> **TRY IT**
What is needed is the number of lines in the data below that include "face", stated by itself.
■ ■ ■
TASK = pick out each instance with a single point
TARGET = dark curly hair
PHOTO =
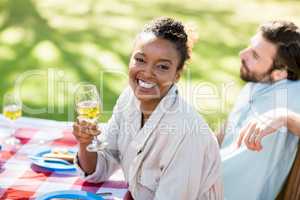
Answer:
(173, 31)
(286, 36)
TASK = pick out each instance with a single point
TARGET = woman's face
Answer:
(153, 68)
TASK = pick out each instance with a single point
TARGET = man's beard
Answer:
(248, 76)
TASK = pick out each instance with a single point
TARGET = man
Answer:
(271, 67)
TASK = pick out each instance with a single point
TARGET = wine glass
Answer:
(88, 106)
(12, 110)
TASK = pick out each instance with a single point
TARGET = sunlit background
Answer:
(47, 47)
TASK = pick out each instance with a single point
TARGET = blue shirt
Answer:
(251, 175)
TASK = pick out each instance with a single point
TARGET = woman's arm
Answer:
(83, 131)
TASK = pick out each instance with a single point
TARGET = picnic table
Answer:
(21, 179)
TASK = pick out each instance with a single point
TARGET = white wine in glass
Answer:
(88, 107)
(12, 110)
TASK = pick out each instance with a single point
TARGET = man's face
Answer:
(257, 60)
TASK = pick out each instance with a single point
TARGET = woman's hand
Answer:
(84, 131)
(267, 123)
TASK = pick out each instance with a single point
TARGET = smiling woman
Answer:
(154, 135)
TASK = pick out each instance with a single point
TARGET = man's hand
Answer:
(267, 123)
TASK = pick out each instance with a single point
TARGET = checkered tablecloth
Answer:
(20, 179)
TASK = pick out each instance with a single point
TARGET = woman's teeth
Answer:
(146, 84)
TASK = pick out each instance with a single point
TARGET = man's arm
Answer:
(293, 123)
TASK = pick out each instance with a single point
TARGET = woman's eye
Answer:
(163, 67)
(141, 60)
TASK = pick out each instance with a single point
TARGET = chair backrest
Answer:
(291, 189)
■ ■ ■
> **COMPLETED EXERCISE**
2